● Article:
▶
I simply must tell you of the young woman we saw on the train from Edinburgh to London. She was perhaps 22 or 23 and was wearing a dress that only an infant girl or 22 or 23-old could wear successfully. It consisted of multiple ruffles of eyelet lace from the very top to the very bottom, which considering how short it was, was very few ruffles indeed.
She slept most of the journey which left a good portion of her hindquarter exposed and just a narrow aisle's distance away from John. Had he not been a gentleman, he could have easily reached over and helped her cover her cellulite-free long bones with a blanket had I actually knitted one in time. Since I had not, John worked very hard to maintain an eyes-forward position, only glancing in that direction when admiring the free cake on the food cart ("Oooooh, free cake!"). Bless him.
◀
● Data provided:
▶
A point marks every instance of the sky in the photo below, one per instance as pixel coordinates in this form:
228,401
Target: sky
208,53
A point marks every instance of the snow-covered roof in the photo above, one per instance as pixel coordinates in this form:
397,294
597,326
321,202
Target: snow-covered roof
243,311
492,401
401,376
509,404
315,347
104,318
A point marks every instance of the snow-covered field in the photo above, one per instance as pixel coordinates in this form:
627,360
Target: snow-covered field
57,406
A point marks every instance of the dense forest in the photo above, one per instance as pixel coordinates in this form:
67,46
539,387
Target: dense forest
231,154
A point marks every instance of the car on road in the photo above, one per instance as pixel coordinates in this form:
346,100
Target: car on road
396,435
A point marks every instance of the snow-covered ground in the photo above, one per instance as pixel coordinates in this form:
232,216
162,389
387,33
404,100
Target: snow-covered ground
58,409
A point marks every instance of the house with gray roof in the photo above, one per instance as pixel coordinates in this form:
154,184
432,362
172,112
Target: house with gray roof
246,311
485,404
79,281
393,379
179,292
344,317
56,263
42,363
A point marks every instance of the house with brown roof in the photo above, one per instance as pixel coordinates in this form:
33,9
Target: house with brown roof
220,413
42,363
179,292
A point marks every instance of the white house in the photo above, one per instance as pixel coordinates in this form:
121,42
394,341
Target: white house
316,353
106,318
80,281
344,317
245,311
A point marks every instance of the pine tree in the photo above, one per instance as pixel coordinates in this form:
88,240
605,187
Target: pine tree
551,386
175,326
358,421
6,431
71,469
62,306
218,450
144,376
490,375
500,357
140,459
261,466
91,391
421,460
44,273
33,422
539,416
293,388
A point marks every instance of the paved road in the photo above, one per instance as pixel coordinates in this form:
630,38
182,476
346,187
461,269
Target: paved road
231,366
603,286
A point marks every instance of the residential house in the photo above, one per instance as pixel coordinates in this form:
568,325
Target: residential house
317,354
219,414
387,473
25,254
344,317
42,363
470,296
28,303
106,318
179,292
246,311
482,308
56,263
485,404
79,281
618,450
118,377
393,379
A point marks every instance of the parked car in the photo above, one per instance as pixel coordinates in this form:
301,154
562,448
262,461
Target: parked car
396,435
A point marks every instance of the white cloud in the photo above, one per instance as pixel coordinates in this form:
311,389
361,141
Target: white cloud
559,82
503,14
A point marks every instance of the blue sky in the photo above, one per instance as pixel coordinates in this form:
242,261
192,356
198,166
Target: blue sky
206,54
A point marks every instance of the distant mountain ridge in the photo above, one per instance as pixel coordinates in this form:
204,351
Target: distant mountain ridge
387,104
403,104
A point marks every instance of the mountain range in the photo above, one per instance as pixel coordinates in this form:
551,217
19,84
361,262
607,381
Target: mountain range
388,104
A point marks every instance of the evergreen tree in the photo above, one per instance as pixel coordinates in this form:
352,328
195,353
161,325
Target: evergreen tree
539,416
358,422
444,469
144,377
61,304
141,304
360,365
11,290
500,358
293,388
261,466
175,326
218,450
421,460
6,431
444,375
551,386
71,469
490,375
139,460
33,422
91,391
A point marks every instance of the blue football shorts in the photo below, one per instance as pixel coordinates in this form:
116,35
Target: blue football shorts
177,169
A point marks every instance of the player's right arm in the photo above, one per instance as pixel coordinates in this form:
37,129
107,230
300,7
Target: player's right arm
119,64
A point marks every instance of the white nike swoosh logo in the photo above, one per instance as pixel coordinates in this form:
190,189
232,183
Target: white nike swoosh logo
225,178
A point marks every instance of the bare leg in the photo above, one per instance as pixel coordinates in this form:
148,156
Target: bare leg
◀
● Required work:
1. Rewrite the account of the train journey from "I simply must" to "few ruffles indeed.", replacing "Edinburgh" with "Glasgow".
2. Copy the records verbatim from the line with "A point marks every instance of the blue football" through the final line of the records.

● Exercise solutions:
1.
I simply must tell you of the young woman we saw on the train from Glasgow to London. She was perhaps 22 or 23 and was wearing a dress that only an infant girl or 22 or 23-old could wear successfully. It consisted of multiple ruffles of eyelet lace from the very top to the very bottom, which considering how short it was, was very few ruffles indeed.

2.
A point marks every instance of the blue football shorts in the photo below, one per instance as pixel coordinates in this form:
116,35
Target: blue football shorts
177,169
A point marks every instance of the player's right arm in the photo above, one per instance as pixel coordinates in this form:
37,129
107,230
300,7
Target: player's right arm
119,64
A point marks every instance of the white nike swoosh logo in the photo above, one per instance as pixel coordinates in this form:
190,189
232,183
Target: white nike swoosh logo
225,178
A point marks every instance of the bare leg in the photo above, one per instance as pixel coordinates in this form:
148,156
Target: bare leg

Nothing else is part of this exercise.